TO DO>
(a) Which Summer Paralympic Games, listed by year and host city, does the Kevin Bawden biography say he attended?
(b) Can you extend the Kevin Bawden biography, picking up right after its last sentence?

Kevin Wayne Bawden AM (born 1946) is an Australian Paralympics competitor in six sports and a leading disability sports administrator in Australia.

Personal
Bawden was born in 1946 and lives in Adelaide, South Australia. He contracted polio at the age of four and at the age of 18 became involved in sport. He was employed with the Australian Government in several management roles for thirty five years until in 2001. From 2001 to 2006, he was the chief executive officer of a not-for-profit organisation in Adelaide.

Sports career
Bawden participated in four Summer Paralympics, three as an athlete and one as an official and coach. At the 1968 Tel Aviv Games, he participated in archery, dartchery, lawn bowls, table tennis, wheelchair basketball and wheelchair fencing. At these Games, South Australian wheelchair athletes represented Australia for the first time.  He participated in shooting, table tennis and wheelchair basketball at the 1976 Toronto Games. At the 1984 Stoke Mandeville Games, he participated in shooting. He was a wheelchair sports official and assistant basketball coach at the 1988 Seoul Games. Bawden won a gold medal in the Smallbore Rifle at the 1974 Commonwealth Paraplegic Games in Dunedin, New Zealand. He participated at the FESPIC Games.

He represented South Australia at twelve National Championships for wheelchair athletes.

Sports administration
At age 19, Bawden established Wheelchair Sports Association of South Australia. He was President of the Association for 28 years. He was Chairman of the inaugural National Junior Disability Games. At these Games, the Kevin Bawden Shield recognised his enormous contribution to junior disability sport. He was awarded Member of the Order of Australia for his contribution to disability sport. Australia's greatest Paralympic shooter, Libby Kosmala states that Bawden played a role in her initial involvement in shooting.

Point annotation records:
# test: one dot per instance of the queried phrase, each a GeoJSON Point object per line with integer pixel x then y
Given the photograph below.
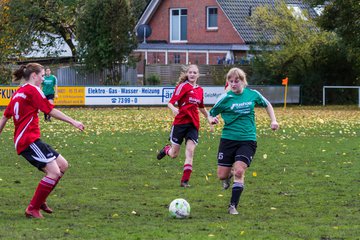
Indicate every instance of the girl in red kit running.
{"type": "Point", "coordinates": [24, 107]}
{"type": "Point", "coordinates": [190, 99]}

FINAL RESULTS>
(a)
- 1968 Tel Aviv
- 1976 Toronto
- 1984 Stoke Mandeville
- 1988 Seoul

(b)
Recognition
 1985 – The Lord's Taverners Award –  recognition of individuals who make a significant contribution to junior wheelchair sport in Australia
 1986 – Sir Ludwig Guttmann Award – recognition of individuals who make significant contribution to wheelchair sport in Australia.
1995 – Order of Australia (AM) – in recognition of service to people with physical disabilities, particularly as President of the Wheelchair Sports Association of SA
2000 – Australian Sports Medal
 Two awards are named in honour of Bawden – Disability Recreation & Sports SA (formerly Wheelchair Sports SA) Kevin Bawden AM Encouragement Award and Kevin Bawden Shield awarded to the State with the highest average points per athlete the National Junior Games for the Disabled.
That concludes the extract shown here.